*Challenge*
Pick up the passage about Pinzon's comeback from his injury and keep writing from its final sentence.

*Source passage*
====================

As a result, Pinzon's script for a perfect senior season was shelved.
Due to the injury, he quietly witnessed the Purple and Gold gridders and booters with crutches along the sidelines.
"That was the low; it was the worst. When I got hurt, I didn't want to go to school," admitted a frustrated Pinzon. "It sucked to watch my friends and teammates do what I used to do."
Time, as they say, is the great equalizer. His young body responded to a lengthy rehabilitation process.
Deep down, Pinzon believes his injury was a supreme test.
"I talked with (ex-Leopard standout) Zach (Pritz), who was injured during the same time. He's very spiritual and he said everything happens for a reason," detailed Pinzon. "He's absolutely right. I had to get over it (being hurt). I was fortunate that everyone around me was incredibly supportive."
He eventually played on a men's team based out of Hudson - the Strikers - where he tested out his new model.
"Right now, I feel like I'm at 100 percent," beamed the 19-year-old Pinzon. "I didn't start playing until halfway through the season, but since I came back, it's felt as good as new. I feel like I can do all the things I did before."

====================

*Data shown*
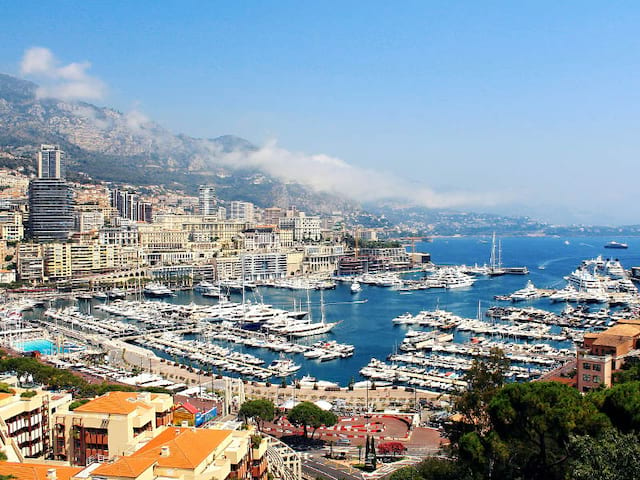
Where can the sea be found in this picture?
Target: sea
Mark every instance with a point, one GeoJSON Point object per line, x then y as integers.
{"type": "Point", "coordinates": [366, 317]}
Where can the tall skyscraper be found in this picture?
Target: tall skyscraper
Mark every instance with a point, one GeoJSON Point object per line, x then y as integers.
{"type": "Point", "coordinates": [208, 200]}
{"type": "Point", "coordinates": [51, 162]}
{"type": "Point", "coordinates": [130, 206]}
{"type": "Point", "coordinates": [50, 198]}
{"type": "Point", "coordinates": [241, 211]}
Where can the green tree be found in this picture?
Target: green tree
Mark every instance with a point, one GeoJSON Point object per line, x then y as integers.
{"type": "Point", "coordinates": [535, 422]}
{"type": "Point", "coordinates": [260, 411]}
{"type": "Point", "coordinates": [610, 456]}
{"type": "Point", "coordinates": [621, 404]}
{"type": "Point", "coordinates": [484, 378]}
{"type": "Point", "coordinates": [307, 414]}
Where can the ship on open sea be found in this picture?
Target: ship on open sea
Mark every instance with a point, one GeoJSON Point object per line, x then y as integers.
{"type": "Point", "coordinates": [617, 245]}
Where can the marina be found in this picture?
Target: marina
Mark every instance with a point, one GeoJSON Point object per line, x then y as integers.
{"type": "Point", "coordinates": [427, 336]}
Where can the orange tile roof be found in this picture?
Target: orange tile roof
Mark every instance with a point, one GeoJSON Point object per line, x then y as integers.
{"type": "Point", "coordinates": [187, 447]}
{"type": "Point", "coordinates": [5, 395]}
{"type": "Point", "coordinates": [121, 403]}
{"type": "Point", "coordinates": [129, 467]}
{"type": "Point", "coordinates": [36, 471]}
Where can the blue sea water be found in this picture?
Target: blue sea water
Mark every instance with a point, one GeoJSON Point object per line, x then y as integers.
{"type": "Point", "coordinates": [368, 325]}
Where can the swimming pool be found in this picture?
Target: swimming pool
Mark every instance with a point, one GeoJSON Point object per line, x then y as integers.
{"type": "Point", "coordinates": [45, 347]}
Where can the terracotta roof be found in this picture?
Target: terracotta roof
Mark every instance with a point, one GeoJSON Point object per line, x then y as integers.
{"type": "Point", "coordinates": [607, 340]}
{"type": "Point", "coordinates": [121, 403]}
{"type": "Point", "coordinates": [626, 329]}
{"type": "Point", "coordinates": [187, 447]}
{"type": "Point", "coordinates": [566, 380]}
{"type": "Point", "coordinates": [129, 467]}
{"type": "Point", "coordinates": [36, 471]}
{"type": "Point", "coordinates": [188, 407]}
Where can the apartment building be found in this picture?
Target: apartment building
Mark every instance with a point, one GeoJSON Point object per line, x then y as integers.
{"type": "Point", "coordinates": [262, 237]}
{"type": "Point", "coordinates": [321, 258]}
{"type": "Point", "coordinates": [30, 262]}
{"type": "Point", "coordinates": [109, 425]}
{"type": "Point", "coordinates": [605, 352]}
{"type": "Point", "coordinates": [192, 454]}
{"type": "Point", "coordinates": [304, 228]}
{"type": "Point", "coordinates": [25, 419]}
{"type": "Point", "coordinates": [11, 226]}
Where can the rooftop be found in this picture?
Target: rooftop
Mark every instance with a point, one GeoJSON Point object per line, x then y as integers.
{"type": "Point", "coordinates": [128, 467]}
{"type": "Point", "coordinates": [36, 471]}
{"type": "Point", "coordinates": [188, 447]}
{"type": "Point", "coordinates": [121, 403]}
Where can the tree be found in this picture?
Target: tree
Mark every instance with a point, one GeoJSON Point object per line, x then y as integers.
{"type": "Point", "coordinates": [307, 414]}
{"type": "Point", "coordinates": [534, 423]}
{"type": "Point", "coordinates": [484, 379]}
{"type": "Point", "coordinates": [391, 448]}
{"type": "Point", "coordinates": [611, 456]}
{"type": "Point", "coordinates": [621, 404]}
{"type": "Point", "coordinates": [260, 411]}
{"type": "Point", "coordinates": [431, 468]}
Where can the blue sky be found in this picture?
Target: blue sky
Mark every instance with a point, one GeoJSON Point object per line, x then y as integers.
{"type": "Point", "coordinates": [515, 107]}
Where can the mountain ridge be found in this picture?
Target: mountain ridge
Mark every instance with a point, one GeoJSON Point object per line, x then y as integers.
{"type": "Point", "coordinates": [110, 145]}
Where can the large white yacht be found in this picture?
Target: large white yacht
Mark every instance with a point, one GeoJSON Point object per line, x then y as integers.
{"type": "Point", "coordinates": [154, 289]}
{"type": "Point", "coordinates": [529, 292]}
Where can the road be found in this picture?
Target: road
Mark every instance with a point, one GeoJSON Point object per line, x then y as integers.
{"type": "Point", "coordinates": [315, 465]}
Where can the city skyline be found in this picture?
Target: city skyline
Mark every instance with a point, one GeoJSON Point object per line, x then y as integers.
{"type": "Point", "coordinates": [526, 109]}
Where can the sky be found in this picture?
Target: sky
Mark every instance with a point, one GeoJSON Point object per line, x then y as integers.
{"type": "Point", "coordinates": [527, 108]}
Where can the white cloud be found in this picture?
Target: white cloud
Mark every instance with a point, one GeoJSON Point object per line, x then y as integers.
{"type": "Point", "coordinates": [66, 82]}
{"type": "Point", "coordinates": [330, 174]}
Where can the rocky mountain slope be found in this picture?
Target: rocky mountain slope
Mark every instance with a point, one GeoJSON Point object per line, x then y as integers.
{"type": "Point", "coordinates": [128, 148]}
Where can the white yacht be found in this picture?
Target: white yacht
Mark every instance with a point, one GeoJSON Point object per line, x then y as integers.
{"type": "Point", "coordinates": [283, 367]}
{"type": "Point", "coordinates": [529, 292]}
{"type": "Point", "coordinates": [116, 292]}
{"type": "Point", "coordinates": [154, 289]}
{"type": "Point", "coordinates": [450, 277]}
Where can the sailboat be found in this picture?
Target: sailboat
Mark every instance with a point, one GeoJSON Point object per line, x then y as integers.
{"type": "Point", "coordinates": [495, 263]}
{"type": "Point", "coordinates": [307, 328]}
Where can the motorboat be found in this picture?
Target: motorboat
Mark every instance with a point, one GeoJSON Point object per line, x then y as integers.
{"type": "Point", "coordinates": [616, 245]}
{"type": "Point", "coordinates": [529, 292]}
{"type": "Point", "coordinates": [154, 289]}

====================

*The reply*
On what his recovery has shown, "The injury kind of lit a fire under me to get back out there," declared Pinzon. "The time along the sidelines gave me a different prospective of things. I think it really helped my vision to see the entire field as a play develops."
Pinzon traced his athletic roots to the pitch.
Since he arrived in Brooksville at 7 years old, he played for the Brooksville United Soccer Association for six winters - mostly as a striker.
He followed that with two seasons of competitive ball with the Hernando Heat. He also recalled playing with a pair of West Pasco County soccer programs for two seasons.
At Parrott Middle School - where there is no soccer program offered - Pinzon stayed active by competing in the 800 and 1,600 meters as a seventh- and eighth-grader.
After matriculating to Hernando, Pinzon served as Leopards' punter/placekicker during his sophomore and junior campaigns.
On the pitch, he played three full seasons at the varsity level tallying 30 goals and 12 assists.
Before the ACL injury, Pinzon recalls a "couple feelers" from schools in Alabama and Tennessee. His goal, however, was to attend nearby USF.
After the injury, the phone never rang concerning any offers at the next level.
"All I want to do is play soccer" expressed a determined Pinzon. "It's what I do best."
To that end, he and his brother visited NAIA's Thomas University in Thomasville, Ga. - just north of Tallahassee.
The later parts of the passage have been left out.